I then engage Derrida’s thinking of the “im-possible” as it pertains to the event. Indeed, for Derrida, “only the impossible happens” (PM, 87). In what was to be his last appearance on television, in June 2004 with France 3, answering the question of the journalist who had asked him what deconstruction is, Derrida replied: “deconstruction is what happens [la déconstruction, c’est ce qui arrive],” and then he added: “that is to say, the impossible.” The impossible, he concluded, is “the only thing that happens [la seule chose qui arrive]”!43 This is no hyperbole, but a rigorous understanding of the intertwining between the possible and the impossible as it pertains to the event. “‘The impossible is what takes place.’ Madness. I am tempted to say of this utterance, itself impossible, that it touches on the very condition of thinking the event. There where the possible is all that happens, nothing happens, nothing that is not the impoverished unfurling or the predictable predicate of what finds itself already there, potentially, and thus produces nothing new, not even accidents worthy of the name ‘event’” (OT, 57). As I alluded to prior, the impossible becomes the secret resource of the possible and the condition of any event “worthy of the name.”

→ Task set:
**a.** In the passage on Derrida and the event, rewrite the paragraph beginning "I then engage Derrida's thinking" as a shorter paragraph that keeps its main facts.
**b.** From the passage on Derrida and the event, list every statement Derrida made in his June 2004 television appearance, as the passage quotes them in English.
**c.** Carry on the passage on Derrida and the event from the point where it stops.

→ Given data:
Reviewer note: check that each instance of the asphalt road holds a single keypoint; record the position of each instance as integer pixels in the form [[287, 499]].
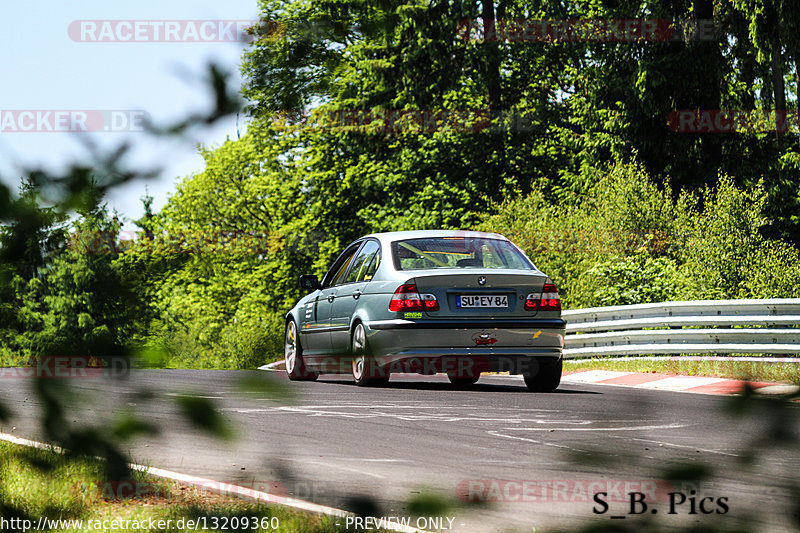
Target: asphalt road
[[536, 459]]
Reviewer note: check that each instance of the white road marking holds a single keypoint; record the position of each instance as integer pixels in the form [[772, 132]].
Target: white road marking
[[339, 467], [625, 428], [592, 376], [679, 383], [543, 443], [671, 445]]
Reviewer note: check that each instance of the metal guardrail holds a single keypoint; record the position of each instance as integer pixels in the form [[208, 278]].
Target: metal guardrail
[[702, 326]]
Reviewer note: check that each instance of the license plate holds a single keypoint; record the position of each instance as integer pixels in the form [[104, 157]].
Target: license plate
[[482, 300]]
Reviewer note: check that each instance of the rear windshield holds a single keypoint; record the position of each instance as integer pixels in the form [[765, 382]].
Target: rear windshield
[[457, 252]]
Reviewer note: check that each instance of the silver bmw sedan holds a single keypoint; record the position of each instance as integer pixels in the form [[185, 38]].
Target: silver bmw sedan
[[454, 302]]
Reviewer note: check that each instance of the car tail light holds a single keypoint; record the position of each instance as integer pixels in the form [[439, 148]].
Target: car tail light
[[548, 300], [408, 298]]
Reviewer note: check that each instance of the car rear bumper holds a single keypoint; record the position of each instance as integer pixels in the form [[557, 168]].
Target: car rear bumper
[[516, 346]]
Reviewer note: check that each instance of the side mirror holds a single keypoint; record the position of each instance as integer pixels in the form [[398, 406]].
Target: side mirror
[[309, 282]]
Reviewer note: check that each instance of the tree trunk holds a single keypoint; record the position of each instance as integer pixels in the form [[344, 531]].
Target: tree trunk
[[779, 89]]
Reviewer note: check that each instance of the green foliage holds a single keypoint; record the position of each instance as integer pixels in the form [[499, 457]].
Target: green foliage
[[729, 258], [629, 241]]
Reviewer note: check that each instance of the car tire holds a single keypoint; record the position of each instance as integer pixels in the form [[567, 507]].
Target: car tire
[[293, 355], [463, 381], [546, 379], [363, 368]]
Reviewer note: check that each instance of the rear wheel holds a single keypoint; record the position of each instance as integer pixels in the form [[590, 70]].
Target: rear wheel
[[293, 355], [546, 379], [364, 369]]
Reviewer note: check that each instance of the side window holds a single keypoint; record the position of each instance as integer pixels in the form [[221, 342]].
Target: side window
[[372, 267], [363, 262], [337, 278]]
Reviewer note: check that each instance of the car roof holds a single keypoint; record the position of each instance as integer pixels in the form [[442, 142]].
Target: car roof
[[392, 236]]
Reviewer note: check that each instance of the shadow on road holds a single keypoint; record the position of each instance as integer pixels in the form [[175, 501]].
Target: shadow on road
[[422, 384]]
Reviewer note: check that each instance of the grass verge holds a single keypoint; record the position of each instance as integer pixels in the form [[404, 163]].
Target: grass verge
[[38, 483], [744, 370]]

→ Task responses:
**a.** For Derrida, "only the impossible happens" (PM, 87). In his last television appearance, with France 3 in June 2004, he answered a question about what deconstruction is by saying it is "what happens," that is, "the impossible," which he called "the only thing that happens." This is not hyperbole but a rigorous account of how the possible and the impossible intertwine in the event. Where only the possible happens, nothing new happens, only the predictable unfolding of what is already there (OT, 57). The impossible is therefore the secret resource of the possible and the condition of any event "worthy of the name."

**b.**
- "deconstruction is what happens"
- "that is to say, the impossible"
- "the only thing that happens"

**c.**
Finally, in a concluding chapter, I sketch the contours of an “ethics of the event” and how the happening of the event opens onto a welcome to what comes in the event, a saying yes to being overtaken and taken away by its secret. Here appear the thematics of a hospitality to the event. Throughout this work, it has been an issue of freeing the pure eventfulness of the event from the traditional attempts to neutralize it, whether through the demands of a principle of reason or through the position of a willful ego, of letting the event give itself. The happening of the event is the coming of the arrivant, an arrival that is welcomed by an original hospitality. Indeed, the ethics of the event, as I approach it here, is to be taken as an ethics of hospitality, a welcome of the event in its irruptive coming. I am, before the event, caught by surprise, and without resources, an absolute weakness before its happening. In fact, an event exposes the utter vulnerability of the one who is exposed to it, the powerlessness and radical passivity of the one to whom it happens. Derrida writes that the event “is there, before us, without us—there is someone, something, that happens, that happens to us, and that has no need of us to happen (to us). And this relation to the event or alterity, as well as to chance or the occasion, leaves us completely disarmed; and one has to be disarmed. The ‘has to’ says yes to the event: it is stronger than I am.”44 The ethics of the event would designate this vulnerability, this unconditional openness to the other. From such exposure to the otherness of the event, always happening from without, one understands better in what sense the event weighs on thought from the outside (how it exscribes it) and how thought is nothing but the thinking of this shock, in wonder before it, even if it means never being able to comprehend or appropriate it.